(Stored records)
--------------------------------

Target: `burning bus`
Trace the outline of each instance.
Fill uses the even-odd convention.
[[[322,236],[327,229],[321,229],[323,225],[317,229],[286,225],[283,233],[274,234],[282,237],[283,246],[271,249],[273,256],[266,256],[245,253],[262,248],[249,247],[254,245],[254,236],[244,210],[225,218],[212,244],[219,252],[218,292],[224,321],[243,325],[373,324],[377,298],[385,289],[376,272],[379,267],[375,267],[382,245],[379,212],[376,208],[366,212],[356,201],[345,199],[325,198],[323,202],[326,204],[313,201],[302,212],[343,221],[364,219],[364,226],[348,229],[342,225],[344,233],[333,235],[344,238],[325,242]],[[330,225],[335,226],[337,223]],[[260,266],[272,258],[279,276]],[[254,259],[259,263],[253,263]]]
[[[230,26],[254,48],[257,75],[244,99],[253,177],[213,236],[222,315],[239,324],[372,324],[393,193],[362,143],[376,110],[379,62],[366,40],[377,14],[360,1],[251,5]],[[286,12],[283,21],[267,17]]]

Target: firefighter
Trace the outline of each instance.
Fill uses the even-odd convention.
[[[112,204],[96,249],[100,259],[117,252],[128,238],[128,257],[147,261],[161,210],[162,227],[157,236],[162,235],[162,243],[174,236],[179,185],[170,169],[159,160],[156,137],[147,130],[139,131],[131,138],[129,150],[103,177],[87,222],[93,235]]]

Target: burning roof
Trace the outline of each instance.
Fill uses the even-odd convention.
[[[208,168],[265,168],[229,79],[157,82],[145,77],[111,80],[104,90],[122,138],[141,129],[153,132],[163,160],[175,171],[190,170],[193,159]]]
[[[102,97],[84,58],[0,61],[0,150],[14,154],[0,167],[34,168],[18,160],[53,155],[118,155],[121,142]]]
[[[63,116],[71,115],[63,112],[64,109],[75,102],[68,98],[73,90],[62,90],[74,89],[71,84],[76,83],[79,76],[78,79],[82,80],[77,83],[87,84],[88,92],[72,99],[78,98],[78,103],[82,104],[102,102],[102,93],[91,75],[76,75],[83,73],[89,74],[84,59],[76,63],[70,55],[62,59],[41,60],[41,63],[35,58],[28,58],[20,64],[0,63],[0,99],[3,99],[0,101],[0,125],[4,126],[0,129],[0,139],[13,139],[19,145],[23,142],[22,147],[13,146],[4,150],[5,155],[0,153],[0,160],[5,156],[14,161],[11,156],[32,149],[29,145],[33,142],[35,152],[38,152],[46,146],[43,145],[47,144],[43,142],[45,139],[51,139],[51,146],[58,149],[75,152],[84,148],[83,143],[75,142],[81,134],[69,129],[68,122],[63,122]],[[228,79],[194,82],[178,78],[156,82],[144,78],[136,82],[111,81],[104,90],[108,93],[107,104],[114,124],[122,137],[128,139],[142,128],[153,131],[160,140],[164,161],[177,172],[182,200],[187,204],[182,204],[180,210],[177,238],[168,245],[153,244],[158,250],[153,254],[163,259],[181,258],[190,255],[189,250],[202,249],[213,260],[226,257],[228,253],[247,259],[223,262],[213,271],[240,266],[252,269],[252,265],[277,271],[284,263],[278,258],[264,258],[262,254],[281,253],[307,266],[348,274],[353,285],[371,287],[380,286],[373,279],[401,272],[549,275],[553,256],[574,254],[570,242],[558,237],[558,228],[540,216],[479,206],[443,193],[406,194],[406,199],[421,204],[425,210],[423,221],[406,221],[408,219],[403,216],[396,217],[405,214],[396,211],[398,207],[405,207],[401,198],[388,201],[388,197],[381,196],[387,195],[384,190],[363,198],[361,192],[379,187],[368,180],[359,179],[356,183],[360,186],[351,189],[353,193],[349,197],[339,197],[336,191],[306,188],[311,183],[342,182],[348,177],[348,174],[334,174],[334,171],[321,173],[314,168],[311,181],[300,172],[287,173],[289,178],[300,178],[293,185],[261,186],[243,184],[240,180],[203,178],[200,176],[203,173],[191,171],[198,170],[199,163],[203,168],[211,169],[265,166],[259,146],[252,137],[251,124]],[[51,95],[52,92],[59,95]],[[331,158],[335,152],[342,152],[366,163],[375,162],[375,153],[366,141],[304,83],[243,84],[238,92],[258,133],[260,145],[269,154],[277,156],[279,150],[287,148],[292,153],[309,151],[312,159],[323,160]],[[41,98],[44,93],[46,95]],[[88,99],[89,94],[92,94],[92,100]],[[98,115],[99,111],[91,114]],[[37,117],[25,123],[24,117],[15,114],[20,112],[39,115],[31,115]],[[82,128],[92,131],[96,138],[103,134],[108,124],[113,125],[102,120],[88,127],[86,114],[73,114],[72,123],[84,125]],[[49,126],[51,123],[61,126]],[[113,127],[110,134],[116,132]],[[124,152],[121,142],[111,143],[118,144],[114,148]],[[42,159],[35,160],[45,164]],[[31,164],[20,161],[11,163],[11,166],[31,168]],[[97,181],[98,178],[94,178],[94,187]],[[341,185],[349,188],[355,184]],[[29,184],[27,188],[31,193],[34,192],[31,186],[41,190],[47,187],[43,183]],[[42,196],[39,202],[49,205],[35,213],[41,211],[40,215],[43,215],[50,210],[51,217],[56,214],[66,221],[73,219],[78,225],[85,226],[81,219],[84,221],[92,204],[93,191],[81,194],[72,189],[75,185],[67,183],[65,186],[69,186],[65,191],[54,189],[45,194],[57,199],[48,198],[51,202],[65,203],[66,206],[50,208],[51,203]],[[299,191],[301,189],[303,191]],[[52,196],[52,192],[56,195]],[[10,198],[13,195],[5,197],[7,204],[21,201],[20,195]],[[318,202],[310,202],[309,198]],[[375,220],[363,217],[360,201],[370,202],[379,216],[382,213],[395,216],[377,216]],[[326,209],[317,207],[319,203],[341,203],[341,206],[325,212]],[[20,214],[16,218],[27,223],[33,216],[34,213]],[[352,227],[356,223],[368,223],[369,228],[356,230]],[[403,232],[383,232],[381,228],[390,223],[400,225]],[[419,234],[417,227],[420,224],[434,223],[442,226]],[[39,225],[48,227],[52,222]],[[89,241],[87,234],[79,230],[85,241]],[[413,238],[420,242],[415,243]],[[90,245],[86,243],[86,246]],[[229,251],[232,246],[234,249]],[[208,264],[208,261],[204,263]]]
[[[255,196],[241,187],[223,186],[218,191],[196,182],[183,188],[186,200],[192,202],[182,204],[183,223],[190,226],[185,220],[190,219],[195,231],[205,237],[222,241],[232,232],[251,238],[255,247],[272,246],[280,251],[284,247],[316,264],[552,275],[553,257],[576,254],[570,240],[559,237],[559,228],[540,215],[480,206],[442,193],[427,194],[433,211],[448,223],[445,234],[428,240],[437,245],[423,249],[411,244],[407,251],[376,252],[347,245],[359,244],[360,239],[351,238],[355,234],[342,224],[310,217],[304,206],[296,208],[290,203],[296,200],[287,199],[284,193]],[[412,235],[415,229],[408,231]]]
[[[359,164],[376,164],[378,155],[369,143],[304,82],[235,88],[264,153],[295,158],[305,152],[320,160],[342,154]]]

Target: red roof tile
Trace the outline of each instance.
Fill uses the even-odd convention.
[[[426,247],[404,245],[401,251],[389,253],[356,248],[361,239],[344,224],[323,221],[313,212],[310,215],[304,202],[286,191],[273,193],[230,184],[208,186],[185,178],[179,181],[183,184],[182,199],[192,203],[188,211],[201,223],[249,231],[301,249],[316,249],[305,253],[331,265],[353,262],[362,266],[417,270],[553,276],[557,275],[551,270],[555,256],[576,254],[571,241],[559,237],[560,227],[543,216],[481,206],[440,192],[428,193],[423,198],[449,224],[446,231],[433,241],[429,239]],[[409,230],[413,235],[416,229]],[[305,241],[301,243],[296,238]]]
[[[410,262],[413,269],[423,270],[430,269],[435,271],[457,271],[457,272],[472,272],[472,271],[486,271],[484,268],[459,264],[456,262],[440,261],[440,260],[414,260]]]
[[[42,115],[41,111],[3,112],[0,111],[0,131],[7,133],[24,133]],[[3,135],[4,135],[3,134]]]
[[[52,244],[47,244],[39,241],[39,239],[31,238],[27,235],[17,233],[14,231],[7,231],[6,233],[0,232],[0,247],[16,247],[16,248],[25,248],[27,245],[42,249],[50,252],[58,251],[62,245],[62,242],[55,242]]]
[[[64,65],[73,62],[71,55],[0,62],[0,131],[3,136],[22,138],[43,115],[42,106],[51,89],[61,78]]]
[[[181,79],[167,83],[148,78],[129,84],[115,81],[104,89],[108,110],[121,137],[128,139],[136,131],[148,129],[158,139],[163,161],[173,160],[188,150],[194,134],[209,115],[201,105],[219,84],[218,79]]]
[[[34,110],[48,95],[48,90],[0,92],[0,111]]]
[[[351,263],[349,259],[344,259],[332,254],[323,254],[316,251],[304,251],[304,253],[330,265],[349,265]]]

--------------------------------

YOUR ASSIGNMENT. Check each line of the entries for "burning" and copy those that have it.

OUTPUT.
Target: `burning bus`
Target: burning roof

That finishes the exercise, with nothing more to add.